Given data:
/---

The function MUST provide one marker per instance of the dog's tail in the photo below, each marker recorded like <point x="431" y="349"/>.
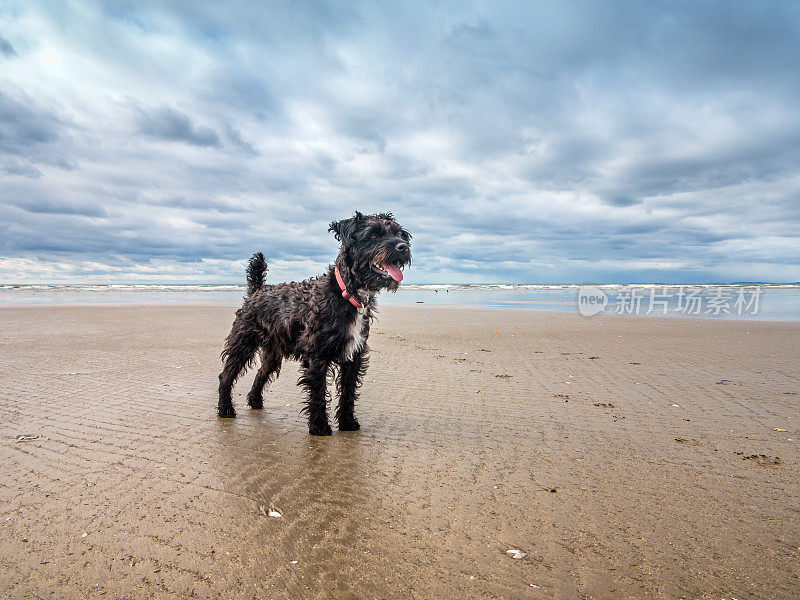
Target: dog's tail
<point x="256" y="271"/>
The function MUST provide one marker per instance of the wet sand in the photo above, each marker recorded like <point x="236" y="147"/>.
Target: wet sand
<point x="482" y="431"/>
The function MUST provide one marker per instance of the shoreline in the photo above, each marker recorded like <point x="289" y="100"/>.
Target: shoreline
<point x="671" y="446"/>
<point x="417" y="305"/>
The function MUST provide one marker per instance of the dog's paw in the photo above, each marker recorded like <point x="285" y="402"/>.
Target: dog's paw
<point x="319" y="429"/>
<point x="350" y="424"/>
<point x="226" y="412"/>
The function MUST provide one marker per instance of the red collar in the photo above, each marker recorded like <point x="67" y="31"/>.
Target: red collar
<point x="345" y="293"/>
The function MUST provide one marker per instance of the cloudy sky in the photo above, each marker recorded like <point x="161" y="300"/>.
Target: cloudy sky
<point x="532" y="142"/>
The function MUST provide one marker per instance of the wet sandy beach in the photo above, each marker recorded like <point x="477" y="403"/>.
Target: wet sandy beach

\---

Problem description:
What is needed is every line from the data above that includes the string "provide", copied out.

Response for this exercise:
The function MUST provide one marker per instance of the dog's tail in the photo below, each marker recorded like <point x="431" y="349"/>.
The function MUST provide one marker per instance of the wet sand in the photo above, each marker recorded like <point x="236" y="147"/>.
The function MUST provide one marker per instance of the shoreline in the photo above, each marker recorded like <point x="289" y="100"/>.
The function MUST provide one marker per instance of the dog's paw in the photo above, each marker recorded like <point x="285" y="402"/>.
The function MUST provide one marker per instance of the red collar in the photo above, each marker recorded like <point x="67" y="31"/>.
The function MUST provide one marker per instance of the cloudy sky in the photo above, each marker recorded like <point x="161" y="300"/>.
The function MUST provide one marker per instance of the wet sandy beach in the photo above, each marker recorded like <point x="477" y="403"/>.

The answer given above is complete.